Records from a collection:
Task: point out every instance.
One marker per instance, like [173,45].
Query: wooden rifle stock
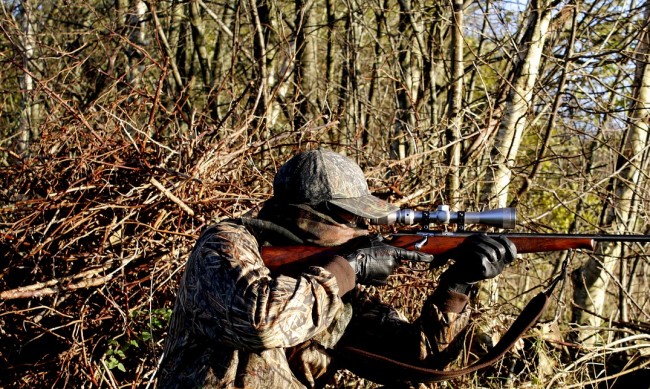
[436,243]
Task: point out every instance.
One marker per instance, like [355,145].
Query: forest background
[128,126]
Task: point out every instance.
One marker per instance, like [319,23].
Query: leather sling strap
[385,370]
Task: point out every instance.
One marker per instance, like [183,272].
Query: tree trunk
[592,279]
[30,114]
[455,98]
[305,69]
[514,122]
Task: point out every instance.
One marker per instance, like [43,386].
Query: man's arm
[231,297]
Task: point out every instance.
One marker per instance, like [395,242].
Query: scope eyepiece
[500,218]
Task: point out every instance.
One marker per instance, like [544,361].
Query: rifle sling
[385,370]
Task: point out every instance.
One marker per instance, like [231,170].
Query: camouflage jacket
[236,325]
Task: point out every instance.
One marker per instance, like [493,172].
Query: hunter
[236,324]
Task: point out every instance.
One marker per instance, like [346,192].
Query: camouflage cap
[317,176]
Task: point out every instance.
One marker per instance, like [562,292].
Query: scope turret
[500,218]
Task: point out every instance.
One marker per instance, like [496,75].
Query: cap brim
[369,207]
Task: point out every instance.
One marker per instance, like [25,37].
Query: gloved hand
[479,257]
[373,260]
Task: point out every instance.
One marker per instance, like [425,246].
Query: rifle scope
[500,218]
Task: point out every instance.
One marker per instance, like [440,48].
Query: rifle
[383,369]
[439,242]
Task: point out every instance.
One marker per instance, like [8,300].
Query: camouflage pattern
[318,176]
[233,322]
[236,325]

* _Exercise prompt_: Where a record holds a picture, leave the picture out and restate the rest word for word.

* _Exercise answer_:
Task: point out every instance.
One marker per instance, like [173,45].
Query: wooden rifle stock
[436,243]
Task: point out every instance.
One marker per instance, like [355,145].
Query: forest background
[128,126]
Task: point out every instance.
One marker per instance, like [319,23].
Query: leather sling strap
[385,370]
Task: point out every instance.
One marker per instance, like [183,272].
Query: tree trunk
[592,279]
[30,114]
[455,98]
[305,69]
[514,122]
Task: point out every instance.
One marker per instance, like [43,386].
Query: man's arm
[231,297]
Task: point out every instance.
One marker per instance, like [395,242].
Query: scope eyepiece
[500,218]
Task: point out every instance.
One marker per instance, like [544,361].
Query: rifle sling
[385,370]
Task: point out every instance.
One marker per instance, like [231,170].
Query: camouflage jacket
[236,325]
Task: point out every instance.
One marker per instance, like [493,172].
Query: hunter
[236,324]
Task: point out every instance.
One marker per instance, like [346,192].
Query: camouflage cap
[317,176]
Task: point out every instance.
One marker per instance, like [562,292].
Query: scope turret
[500,218]
Task: point out every instance.
One marker per instance, like [496,75].
Query: cap brim
[369,207]
Task: point out every instance.
One marker per instance, like [25,37].
Query: gloved hand
[479,257]
[373,260]
Task: point out every instance.
One marker per instance, like [425,246].
Query: rifle scope
[500,218]
Task: point out every instance.
One marker per instance, like [440,48].
Query: rifle
[383,369]
[439,242]
Task: point out every instance.
One marker per instance, like [8,300].
Query: camouflage pattern
[318,176]
[233,322]
[236,325]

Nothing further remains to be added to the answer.